■ Exercise prompt ■
Nothing other than the lines from the one containing "spot the lush green grass in the photo below" through the close of the entries below should be printed, each exactly.
◆ ◆ ◆ ◆ ◆
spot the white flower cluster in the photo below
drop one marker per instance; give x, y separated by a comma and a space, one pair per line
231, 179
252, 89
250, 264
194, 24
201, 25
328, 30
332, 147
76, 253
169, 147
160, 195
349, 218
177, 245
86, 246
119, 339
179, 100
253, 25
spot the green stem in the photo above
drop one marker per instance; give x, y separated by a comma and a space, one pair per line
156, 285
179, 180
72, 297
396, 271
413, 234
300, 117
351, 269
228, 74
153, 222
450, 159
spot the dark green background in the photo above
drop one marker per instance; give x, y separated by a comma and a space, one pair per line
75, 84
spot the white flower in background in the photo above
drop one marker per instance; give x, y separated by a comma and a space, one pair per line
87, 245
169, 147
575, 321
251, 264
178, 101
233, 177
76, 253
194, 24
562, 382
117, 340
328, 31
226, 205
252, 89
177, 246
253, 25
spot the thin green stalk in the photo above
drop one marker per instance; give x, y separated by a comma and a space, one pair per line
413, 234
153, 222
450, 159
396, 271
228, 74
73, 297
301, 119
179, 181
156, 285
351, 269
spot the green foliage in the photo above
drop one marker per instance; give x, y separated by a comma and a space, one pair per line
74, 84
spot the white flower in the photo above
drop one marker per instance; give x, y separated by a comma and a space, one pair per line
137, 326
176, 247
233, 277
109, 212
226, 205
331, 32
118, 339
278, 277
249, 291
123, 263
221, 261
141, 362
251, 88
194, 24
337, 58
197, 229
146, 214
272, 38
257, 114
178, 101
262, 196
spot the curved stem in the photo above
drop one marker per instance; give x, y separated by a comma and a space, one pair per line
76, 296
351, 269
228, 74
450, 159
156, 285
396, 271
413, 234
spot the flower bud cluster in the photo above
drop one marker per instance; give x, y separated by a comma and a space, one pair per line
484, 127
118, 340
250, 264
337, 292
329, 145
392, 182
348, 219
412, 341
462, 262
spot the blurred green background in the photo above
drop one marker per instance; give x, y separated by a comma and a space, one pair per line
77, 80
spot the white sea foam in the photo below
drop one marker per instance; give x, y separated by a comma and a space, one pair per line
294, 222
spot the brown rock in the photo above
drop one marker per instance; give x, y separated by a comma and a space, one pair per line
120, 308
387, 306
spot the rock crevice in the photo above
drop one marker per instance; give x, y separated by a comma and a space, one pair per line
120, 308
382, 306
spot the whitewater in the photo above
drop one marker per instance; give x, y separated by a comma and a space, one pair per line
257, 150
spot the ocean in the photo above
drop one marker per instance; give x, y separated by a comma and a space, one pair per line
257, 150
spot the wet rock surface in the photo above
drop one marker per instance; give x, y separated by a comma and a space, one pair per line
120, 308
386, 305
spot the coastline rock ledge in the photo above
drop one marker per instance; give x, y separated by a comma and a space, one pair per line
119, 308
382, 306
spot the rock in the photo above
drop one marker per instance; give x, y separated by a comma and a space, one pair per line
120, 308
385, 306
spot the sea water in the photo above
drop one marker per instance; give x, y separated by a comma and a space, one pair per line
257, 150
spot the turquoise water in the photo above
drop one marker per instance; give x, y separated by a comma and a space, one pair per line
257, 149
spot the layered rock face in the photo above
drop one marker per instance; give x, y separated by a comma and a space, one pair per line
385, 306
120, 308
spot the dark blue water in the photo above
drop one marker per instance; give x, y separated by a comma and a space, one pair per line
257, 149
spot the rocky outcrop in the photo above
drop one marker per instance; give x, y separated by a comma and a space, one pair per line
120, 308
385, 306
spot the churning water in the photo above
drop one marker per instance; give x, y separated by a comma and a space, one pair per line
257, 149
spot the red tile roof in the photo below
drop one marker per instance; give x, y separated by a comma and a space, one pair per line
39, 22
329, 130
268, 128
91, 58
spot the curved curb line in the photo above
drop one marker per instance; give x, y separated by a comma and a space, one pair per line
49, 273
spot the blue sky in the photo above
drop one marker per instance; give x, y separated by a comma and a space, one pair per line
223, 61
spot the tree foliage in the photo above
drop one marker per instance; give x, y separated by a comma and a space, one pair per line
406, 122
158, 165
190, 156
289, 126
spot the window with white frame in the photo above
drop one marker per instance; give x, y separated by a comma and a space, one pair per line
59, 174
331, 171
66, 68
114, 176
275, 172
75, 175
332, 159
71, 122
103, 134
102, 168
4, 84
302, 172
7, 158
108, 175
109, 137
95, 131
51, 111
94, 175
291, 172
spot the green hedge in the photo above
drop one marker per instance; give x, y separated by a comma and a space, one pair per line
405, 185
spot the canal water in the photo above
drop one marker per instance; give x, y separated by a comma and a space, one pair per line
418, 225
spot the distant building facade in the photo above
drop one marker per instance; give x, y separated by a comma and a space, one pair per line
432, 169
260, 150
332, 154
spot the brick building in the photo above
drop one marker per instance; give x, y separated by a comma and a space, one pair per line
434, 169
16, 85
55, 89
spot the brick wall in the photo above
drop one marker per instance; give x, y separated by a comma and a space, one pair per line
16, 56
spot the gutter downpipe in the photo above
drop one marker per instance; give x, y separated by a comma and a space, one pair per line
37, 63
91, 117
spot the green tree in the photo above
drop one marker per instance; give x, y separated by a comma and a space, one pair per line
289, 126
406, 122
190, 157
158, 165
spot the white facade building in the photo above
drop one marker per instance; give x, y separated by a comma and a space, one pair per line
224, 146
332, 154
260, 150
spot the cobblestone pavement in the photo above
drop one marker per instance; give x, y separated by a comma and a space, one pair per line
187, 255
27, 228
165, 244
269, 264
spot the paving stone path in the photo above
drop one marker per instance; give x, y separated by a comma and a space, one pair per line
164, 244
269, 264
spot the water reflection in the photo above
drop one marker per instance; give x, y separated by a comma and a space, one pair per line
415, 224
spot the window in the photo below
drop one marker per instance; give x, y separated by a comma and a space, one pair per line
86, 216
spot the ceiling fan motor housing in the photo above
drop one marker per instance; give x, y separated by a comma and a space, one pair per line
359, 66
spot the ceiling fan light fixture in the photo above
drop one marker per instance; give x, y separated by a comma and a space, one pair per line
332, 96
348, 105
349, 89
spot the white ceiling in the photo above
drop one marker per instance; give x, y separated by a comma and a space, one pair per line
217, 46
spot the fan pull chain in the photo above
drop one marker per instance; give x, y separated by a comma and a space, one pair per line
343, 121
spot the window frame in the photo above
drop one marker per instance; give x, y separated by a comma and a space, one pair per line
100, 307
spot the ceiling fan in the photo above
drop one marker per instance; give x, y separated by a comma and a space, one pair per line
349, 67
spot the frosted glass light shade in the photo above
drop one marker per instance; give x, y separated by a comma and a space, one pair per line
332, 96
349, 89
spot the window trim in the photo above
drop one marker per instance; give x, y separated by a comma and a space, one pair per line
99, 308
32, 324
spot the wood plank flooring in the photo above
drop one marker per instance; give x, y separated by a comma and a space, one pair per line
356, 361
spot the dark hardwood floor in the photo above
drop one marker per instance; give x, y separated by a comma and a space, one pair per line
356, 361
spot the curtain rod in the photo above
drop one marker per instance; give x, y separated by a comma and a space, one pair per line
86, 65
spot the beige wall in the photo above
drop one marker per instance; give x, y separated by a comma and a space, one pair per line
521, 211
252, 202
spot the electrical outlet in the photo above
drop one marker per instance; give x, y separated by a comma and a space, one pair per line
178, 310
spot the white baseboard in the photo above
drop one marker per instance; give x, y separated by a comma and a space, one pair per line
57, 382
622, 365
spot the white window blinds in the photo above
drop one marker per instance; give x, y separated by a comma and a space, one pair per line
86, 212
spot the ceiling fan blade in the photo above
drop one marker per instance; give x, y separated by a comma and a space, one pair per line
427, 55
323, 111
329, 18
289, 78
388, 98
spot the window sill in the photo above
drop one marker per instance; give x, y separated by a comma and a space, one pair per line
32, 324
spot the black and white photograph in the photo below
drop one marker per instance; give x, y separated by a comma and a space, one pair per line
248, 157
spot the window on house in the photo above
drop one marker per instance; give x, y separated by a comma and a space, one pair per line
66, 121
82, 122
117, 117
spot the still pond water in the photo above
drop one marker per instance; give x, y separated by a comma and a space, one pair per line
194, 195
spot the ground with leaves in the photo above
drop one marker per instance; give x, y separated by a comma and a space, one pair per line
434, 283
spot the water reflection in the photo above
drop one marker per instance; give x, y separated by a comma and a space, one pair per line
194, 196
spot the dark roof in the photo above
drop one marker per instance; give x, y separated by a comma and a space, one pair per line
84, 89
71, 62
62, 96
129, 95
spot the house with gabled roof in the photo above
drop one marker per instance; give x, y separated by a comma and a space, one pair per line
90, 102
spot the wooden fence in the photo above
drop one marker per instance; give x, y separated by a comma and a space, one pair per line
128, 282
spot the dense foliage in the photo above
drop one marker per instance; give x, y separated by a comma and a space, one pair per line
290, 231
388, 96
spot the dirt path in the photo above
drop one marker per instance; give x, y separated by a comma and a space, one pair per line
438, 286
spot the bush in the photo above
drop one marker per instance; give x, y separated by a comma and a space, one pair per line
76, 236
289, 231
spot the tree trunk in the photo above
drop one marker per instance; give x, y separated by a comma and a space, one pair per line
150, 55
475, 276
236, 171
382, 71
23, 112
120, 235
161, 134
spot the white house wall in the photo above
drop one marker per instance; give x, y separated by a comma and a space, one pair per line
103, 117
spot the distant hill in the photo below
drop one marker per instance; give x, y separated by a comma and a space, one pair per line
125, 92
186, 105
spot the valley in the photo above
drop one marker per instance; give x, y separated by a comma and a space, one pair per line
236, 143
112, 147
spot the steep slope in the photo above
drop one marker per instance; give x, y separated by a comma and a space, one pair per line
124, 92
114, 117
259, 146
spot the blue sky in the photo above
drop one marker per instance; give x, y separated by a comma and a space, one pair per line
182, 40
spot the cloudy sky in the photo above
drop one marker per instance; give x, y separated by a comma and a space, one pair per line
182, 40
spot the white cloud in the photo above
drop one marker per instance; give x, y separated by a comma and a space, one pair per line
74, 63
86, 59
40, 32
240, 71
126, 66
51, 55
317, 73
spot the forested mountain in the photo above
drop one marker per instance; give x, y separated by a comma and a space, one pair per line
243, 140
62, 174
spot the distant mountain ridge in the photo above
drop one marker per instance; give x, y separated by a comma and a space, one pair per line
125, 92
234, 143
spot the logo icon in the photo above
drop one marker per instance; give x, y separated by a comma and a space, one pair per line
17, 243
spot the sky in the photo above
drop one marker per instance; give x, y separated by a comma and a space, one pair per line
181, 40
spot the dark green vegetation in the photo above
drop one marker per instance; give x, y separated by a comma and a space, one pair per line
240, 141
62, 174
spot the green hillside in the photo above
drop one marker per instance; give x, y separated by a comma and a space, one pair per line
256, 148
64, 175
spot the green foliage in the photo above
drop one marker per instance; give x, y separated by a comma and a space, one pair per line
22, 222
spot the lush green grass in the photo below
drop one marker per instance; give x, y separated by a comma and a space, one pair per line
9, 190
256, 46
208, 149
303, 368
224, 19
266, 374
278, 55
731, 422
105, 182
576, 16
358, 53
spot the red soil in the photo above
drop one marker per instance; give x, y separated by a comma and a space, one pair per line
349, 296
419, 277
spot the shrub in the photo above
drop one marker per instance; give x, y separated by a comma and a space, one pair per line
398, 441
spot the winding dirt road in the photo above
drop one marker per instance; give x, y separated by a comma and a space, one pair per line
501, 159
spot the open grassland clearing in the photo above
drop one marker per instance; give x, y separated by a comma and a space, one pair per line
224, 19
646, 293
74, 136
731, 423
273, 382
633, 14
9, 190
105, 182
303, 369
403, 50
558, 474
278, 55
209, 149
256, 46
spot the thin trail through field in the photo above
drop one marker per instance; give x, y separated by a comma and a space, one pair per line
◆ ◆ ◆ ◆ ◆
■ Solved problem ■
spot the lush green grass in the photo below
drop one marker per instance; give x, y separated by a comma and a space, one pair per line
9, 190
256, 46
208, 149
303, 368
224, 19
266, 374
278, 55
731, 422
105, 182
576, 16
358, 53
spot the red soil in the photo above
drop one marker per instance; give x, y separated by a comma and a space, one pair per line
349, 296
419, 277
spot the shrub in the photo above
drop one marker per instance; give x, y separated by a comma and a space, one pair per line
398, 441
spot the winding dirt road in the photo above
drop one marker per instance; give x, y separated by a comma and a space, one pair per line
501, 159
spot the open grassland clearing in the photo above
drop one marker per instance; give x, y separated by a comma and a space, one pair per line
224, 19
646, 293
74, 136
731, 423
273, 382
633, 14
9, 190
105, 182
303, 369
403, 50
558, 474
278, 55
209, 149
256, 46
spot the thin trail through field in the photo above
drop one marker per instance; give x, y separated by a comma and a space, one pair per line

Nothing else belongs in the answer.